> **Stated exercise**
In the listing lines starting at the one containing "582, row 290." and ending at the one containing "column 486, row 124", swap every "pointer" for "locator" and leave everything else unchanged. Return only those lines.

> **Input data**
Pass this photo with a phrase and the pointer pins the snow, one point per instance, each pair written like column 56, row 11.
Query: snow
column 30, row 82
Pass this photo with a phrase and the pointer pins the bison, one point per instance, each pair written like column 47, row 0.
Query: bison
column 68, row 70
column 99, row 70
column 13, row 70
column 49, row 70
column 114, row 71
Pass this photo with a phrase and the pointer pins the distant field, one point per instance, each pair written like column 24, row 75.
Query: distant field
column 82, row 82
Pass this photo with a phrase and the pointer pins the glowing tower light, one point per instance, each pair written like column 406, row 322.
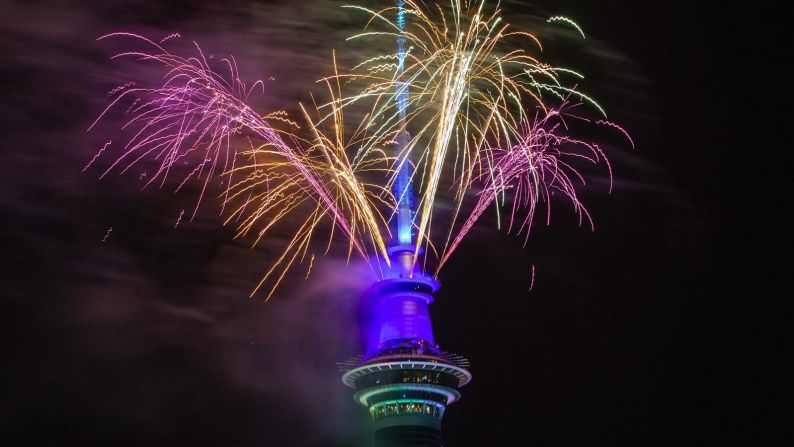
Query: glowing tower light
column 404, row 378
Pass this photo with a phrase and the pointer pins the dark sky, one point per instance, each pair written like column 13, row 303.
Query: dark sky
column 641, row 333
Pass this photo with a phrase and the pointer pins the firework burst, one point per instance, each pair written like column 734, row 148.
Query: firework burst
column 487, row 121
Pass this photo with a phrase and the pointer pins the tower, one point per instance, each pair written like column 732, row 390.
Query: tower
column 404, row 378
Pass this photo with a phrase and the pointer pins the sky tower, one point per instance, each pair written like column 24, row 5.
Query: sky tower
column 404, row 378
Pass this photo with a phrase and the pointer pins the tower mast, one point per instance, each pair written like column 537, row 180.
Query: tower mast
column 404, row 378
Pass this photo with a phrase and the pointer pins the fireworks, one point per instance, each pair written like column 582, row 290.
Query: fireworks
column 481, row 119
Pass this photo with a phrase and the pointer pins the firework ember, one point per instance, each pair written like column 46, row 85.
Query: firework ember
column 480, row 119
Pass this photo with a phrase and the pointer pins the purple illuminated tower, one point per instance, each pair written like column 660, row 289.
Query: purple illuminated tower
column 404, row 379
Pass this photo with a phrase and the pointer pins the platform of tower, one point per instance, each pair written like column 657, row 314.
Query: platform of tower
column 405, row 379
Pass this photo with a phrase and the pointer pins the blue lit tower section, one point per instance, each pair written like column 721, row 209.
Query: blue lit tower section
column 404, row 378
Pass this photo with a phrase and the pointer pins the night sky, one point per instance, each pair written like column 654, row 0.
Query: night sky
column 640, row 333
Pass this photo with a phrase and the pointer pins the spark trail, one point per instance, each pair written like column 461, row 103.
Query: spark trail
column 486, row 124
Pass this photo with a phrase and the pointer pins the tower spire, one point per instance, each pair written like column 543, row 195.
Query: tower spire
column 404, row 378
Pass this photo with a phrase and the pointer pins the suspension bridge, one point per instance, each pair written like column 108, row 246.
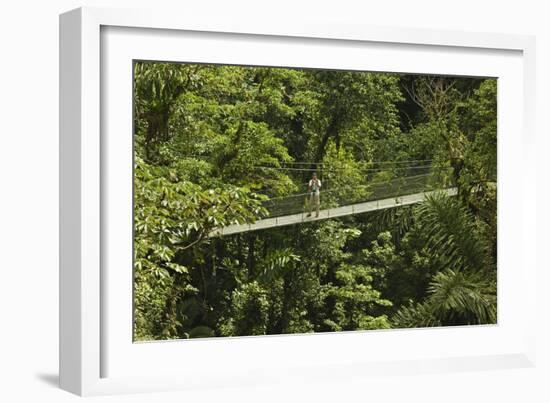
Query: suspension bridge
column 343, row 196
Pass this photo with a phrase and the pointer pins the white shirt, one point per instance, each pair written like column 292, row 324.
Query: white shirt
column 315, row 188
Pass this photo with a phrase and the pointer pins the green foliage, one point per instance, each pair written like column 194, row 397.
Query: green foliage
column 214, row 144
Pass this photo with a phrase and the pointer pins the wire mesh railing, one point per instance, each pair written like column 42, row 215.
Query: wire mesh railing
column 346, row 194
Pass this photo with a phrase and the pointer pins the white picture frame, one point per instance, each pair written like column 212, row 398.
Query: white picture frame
column 97, row 355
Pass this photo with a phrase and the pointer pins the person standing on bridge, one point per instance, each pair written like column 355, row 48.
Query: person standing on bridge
column 314, row 189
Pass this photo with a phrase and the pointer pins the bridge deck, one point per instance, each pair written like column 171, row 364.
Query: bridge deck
column 330, row 213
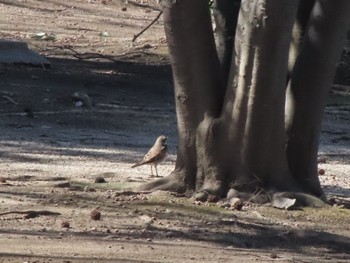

> **Result of the exercise**
Pass this photo with a phrase and the locator pins the fireworks, one point per instance, each pair written like column 582, row 290.
Query: fireworks
column 481, row 119
Pass this photo with a phrase and the locator pins the firework ember, one point per instance, each pair written like column 46, row 85.
Query: firework ember
column 480, row 119
Pass this photo with a phrase and the locator pins the purple illuminated tower, one point per instance, each pair written like column 660, row 289.
Query: purple illuminated tower
column 404, row 379
Pass this photo with a phrase and the locator pins the platform of tower, one point per instance, each pair written like column 657, row 314.
Query: platform of tower
column 405, row 379
Pass this photo with a phrase and the locator pins the blue lit tower section, one point per instance, each pair written like column 721, row 209.
Query: blue lit tower section
column 404, row 378
Pass this photo with a phrase and the locator pins the night sky, one point per instance, each pair written like column 654, row 0.
Query: night sky
column 640, row 333
Pass this photo with a phrase and the locator pins the spark trail, one point per instance, each pair written like column 461, row 103.
Query: spark trail
column 486, row 124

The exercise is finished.